Document text.
---------------

October 23, 2003

Family Limited Partnerships as Estate Planning Vehicles: All Vehicles Should Be Driven Defensively

Holland & Knight Newsletter
William R. Lane Jr.

“Defensive drivers” exhibit behaviors that enhance their safety: scanning the road, gripping the steering wheel at 10 and 2 (o’clock) and anticipating the actions of other drivers. In a number of recent cases, the IRS has challenged the estate and gift tax benefits offered by family limited partnerships (FLPs).  In each of these cases, family members failed to respect the integrity of the entity and drove a perfectly good estate planning vehicle into a ditch.  A review of these cases provides a number of defensive driving techniques to increase the chances that your FLP will stay safely on the road.   

Recently, the IRS has attacked FLPs by challenging valuation discounts claimed by taxpayers for lack of marketability and lack of control and by seeking to invalidate the FLP altogether for federal transfer tax purposes. While the former situation is a “pothole,” the latter is a “car wreck.”

---------------

Given information.
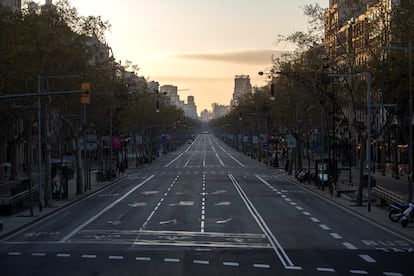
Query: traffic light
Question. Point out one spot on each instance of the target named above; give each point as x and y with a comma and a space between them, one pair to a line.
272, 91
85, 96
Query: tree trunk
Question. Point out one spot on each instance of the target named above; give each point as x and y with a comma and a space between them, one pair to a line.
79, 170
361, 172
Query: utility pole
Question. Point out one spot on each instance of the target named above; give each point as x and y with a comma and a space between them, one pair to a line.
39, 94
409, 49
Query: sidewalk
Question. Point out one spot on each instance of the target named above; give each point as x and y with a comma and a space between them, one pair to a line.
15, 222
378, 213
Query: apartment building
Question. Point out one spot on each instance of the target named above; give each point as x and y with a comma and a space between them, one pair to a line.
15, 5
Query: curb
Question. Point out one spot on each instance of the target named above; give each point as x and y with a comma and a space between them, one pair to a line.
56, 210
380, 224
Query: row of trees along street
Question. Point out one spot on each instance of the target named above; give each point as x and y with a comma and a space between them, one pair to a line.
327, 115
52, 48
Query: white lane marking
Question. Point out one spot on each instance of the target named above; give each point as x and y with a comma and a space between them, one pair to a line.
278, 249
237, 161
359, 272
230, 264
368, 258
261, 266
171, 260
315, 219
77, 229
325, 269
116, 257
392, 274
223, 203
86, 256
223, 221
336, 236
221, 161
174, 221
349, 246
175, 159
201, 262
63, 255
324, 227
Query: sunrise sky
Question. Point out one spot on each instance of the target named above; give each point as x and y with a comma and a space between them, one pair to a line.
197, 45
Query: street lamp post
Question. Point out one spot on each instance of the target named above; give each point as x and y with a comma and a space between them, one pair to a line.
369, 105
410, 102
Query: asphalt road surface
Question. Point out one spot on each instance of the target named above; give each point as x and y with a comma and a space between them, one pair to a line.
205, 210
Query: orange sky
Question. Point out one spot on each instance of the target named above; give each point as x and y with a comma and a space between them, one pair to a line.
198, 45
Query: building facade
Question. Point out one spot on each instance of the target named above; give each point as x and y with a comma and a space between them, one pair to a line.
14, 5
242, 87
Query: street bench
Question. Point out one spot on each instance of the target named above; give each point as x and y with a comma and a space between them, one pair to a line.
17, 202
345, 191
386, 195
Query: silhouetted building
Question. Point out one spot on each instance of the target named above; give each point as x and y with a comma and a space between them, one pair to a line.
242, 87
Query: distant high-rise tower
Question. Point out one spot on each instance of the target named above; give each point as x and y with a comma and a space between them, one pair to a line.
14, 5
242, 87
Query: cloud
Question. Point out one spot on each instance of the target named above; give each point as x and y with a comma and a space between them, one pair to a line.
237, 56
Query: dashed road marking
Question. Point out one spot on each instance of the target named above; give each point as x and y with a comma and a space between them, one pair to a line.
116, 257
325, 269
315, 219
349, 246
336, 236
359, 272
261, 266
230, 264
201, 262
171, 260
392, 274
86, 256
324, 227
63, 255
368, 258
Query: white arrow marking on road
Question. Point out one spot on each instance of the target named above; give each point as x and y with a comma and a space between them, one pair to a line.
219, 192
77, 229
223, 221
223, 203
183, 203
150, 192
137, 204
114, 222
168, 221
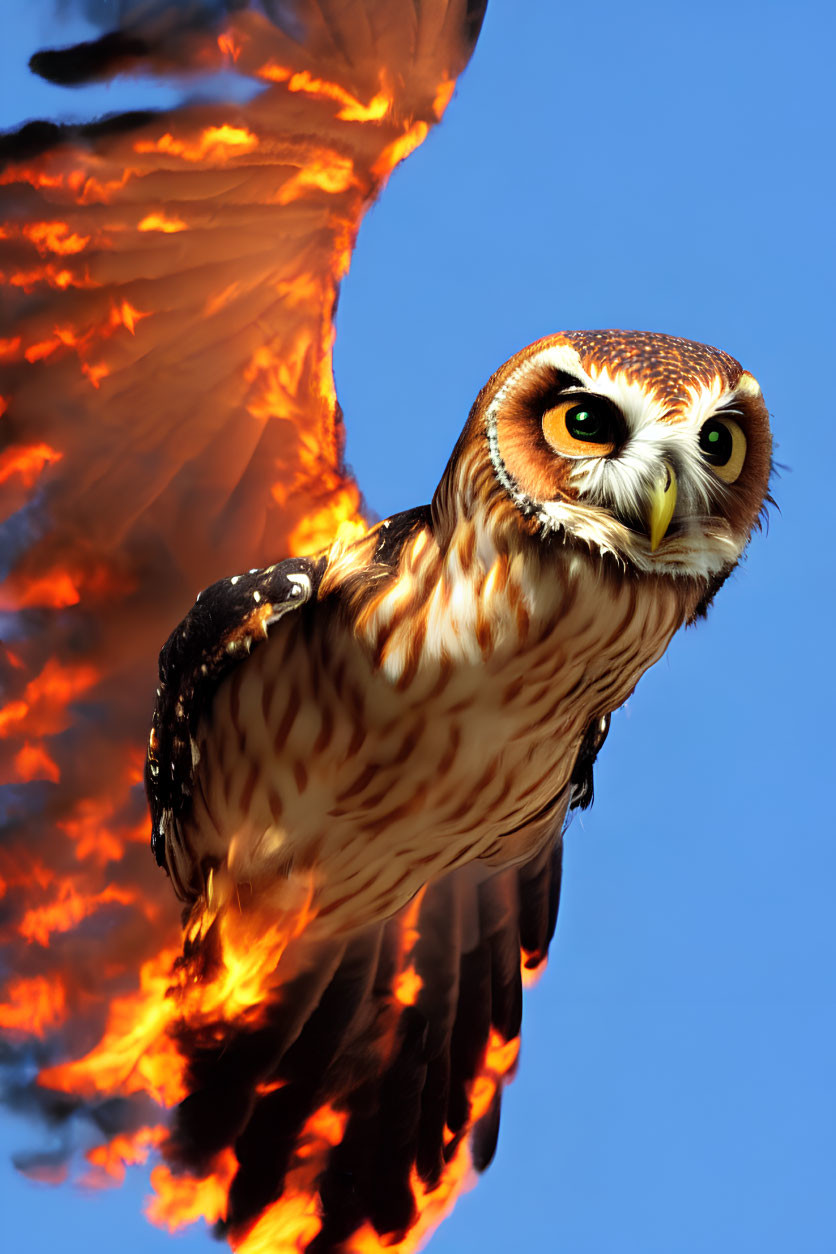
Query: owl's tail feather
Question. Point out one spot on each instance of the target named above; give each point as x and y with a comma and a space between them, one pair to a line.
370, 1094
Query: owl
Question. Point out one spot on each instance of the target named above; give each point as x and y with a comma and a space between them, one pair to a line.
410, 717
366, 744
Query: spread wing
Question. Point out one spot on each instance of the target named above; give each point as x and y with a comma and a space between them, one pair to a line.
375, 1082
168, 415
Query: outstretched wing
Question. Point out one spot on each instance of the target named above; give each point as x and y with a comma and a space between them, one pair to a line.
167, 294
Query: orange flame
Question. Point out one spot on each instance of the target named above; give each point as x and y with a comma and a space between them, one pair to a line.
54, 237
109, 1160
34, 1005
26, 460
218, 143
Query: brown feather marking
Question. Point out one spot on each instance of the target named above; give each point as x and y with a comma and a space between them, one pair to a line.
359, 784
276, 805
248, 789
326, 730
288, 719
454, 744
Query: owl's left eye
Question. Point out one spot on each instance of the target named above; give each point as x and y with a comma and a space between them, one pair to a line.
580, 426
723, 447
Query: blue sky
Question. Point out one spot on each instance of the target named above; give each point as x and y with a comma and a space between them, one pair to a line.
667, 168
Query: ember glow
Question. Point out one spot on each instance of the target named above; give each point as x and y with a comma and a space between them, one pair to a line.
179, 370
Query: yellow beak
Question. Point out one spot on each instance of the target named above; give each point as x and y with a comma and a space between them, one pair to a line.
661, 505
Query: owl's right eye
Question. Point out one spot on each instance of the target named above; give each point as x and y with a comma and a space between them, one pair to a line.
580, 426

---------------

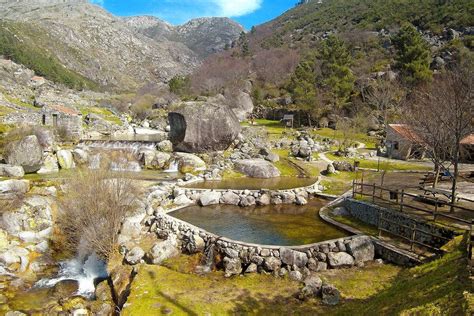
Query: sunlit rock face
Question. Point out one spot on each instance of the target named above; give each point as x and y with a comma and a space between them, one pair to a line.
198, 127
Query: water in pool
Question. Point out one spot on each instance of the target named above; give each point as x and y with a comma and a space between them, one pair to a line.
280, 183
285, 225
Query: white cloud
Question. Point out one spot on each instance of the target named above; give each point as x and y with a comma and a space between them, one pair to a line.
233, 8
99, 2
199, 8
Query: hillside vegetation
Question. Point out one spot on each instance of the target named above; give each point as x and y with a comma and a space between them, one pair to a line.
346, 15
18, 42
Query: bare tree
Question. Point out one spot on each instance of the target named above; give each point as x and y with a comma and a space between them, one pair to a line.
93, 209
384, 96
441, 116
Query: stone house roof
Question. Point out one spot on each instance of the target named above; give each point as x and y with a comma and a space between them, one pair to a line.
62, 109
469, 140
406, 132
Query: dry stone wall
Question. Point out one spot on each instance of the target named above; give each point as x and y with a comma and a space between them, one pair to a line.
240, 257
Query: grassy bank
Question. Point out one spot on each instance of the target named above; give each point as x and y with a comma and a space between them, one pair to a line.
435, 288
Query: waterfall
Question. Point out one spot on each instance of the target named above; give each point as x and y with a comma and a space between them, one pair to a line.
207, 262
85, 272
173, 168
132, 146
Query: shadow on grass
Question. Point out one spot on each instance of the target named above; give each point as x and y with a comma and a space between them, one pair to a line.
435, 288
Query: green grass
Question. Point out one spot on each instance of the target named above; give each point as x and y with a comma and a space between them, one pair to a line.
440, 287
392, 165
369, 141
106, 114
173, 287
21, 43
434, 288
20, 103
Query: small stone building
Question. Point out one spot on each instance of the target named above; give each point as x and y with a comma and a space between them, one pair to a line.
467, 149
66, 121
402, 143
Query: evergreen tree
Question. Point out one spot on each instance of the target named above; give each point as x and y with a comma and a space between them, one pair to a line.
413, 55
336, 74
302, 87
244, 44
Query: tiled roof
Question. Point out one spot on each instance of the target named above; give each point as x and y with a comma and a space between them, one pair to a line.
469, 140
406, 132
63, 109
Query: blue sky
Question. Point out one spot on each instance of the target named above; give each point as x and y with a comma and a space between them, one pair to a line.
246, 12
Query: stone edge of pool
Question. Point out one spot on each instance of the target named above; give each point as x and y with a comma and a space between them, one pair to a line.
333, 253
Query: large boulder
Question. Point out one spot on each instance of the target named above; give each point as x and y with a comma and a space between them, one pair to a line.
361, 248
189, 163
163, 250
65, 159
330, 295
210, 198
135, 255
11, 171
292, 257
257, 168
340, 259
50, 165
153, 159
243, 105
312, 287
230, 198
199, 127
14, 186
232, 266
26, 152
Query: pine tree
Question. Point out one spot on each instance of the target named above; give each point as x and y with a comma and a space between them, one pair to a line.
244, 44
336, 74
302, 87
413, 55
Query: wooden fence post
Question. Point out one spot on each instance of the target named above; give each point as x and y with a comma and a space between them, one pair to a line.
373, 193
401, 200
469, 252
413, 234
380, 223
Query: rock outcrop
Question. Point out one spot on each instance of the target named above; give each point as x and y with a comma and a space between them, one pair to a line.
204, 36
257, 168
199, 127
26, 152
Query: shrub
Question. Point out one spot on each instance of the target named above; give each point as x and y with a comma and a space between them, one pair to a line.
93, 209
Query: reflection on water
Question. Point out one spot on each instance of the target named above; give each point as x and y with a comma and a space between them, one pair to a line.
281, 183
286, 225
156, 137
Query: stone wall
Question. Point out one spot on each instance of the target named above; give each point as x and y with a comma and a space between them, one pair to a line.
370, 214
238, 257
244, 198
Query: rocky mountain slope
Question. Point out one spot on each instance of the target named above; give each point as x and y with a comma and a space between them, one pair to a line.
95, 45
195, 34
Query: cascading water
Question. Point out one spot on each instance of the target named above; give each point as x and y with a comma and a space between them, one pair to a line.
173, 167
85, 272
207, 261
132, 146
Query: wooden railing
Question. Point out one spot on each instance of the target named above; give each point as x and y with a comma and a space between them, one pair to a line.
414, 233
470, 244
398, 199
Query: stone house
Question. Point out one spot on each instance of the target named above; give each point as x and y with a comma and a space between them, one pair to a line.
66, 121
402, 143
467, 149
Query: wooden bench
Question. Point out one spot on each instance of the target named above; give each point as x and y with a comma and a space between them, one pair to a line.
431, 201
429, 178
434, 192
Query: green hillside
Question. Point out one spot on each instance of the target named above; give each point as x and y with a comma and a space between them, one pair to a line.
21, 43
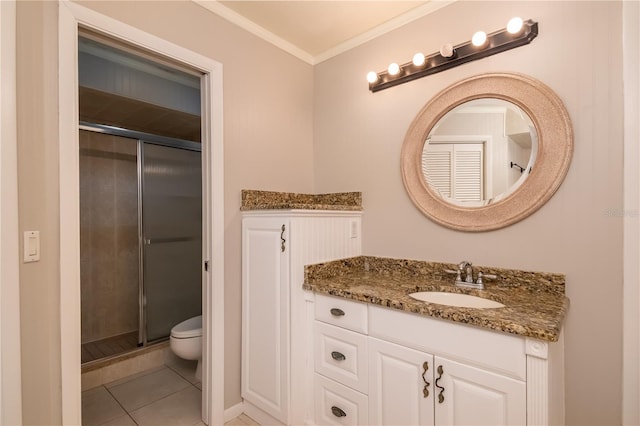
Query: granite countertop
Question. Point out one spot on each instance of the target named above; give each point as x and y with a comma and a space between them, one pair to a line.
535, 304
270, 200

---------------

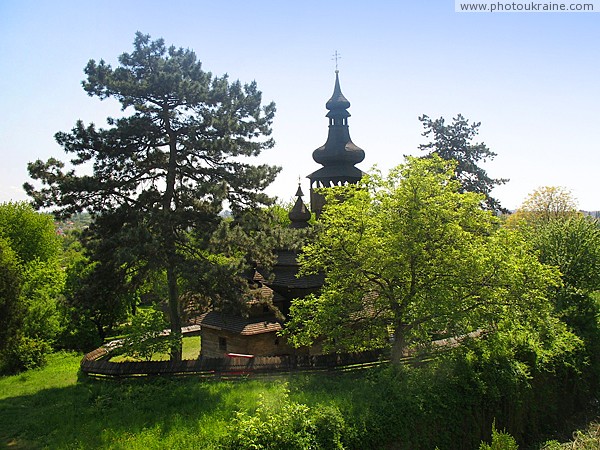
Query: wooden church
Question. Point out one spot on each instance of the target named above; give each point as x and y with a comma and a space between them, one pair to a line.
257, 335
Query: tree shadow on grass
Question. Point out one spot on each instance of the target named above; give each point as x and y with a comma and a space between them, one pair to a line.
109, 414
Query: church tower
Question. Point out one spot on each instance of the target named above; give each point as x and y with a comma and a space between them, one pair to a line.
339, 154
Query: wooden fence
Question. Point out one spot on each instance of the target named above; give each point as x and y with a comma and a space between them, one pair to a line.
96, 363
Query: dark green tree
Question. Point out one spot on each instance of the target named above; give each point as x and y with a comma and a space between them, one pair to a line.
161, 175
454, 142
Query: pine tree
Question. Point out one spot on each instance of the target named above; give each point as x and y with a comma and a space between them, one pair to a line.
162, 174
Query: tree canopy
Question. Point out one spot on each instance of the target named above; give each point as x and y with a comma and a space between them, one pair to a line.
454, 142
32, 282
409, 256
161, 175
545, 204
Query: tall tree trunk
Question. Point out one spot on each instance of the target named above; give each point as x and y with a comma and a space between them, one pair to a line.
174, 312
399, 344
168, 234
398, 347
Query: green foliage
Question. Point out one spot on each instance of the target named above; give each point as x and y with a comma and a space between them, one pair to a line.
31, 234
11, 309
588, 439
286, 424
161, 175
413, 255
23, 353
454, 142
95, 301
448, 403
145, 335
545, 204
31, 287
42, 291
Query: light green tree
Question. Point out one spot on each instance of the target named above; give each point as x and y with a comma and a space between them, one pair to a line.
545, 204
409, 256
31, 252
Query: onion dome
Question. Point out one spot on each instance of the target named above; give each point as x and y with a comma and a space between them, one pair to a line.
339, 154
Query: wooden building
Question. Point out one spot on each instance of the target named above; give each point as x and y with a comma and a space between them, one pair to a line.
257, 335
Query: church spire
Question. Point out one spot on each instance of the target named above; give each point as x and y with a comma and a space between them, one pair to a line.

---------------

What is asked. Please give the newsletter article on family limited partnerships again, starting with "October 23, 2003" and going on through "on the road.", changing "ditch" to "ravine". These records come from a separate source.

Task solution.
October 23, 2003

Family Limited Partnerships as Estate Planning Vehicles: All Vehicles Should Be Driven Defensively

Holland & Knight Newsletter
William R. Lane Jr.

“Defensive drivers” exhibit behaviors that enhance their safety: scanning the road, gripping the steering wheel at 10 and 2 (o’clock) and anticipating the actions of other drivers. In a number of recent cases, the IRS has challenged the estate and gift tax benefits offered by family limited partnerships (FLPs).  In each of these cases, family members failed to respect the integrity of the entity and drove a perfectly good estate planning vehicle into a ravine.  A review of these cases provides a number of defensive driving techniques to increase the chances that your FLP will stay safely on the road.